## Study material
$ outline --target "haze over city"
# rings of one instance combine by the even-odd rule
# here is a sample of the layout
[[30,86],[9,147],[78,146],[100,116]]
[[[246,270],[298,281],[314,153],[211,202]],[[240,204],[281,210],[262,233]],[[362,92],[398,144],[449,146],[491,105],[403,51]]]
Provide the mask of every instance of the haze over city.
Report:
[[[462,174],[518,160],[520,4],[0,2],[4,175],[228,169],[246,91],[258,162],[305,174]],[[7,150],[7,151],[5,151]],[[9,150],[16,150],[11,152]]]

...

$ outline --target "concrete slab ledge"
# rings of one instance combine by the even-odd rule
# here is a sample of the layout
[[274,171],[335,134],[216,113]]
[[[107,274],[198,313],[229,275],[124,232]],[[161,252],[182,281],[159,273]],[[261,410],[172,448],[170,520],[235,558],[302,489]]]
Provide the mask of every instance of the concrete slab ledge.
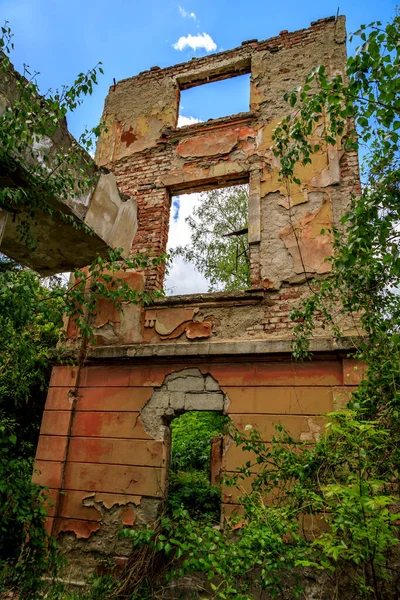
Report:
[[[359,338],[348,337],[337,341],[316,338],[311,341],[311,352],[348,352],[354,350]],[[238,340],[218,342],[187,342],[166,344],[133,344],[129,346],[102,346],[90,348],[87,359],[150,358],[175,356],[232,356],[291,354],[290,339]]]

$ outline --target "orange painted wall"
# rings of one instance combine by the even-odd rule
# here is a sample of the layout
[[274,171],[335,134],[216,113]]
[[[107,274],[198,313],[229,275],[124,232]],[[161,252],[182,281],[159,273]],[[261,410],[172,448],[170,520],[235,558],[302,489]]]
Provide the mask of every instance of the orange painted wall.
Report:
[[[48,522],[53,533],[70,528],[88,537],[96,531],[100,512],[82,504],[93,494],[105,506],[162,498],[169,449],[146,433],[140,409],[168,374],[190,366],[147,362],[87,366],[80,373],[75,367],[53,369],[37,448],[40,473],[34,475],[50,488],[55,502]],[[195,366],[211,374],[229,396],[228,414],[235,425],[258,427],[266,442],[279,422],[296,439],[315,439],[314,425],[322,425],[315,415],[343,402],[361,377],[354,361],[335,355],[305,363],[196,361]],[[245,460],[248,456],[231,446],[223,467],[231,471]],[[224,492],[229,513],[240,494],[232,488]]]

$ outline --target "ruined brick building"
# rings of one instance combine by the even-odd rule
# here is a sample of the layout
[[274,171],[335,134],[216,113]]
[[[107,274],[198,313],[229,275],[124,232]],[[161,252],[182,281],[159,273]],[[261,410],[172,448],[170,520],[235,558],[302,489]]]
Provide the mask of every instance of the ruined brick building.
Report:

## Work instructions
The answer should be one number: how many lines of the data above contain "concrete".

## Solution below
2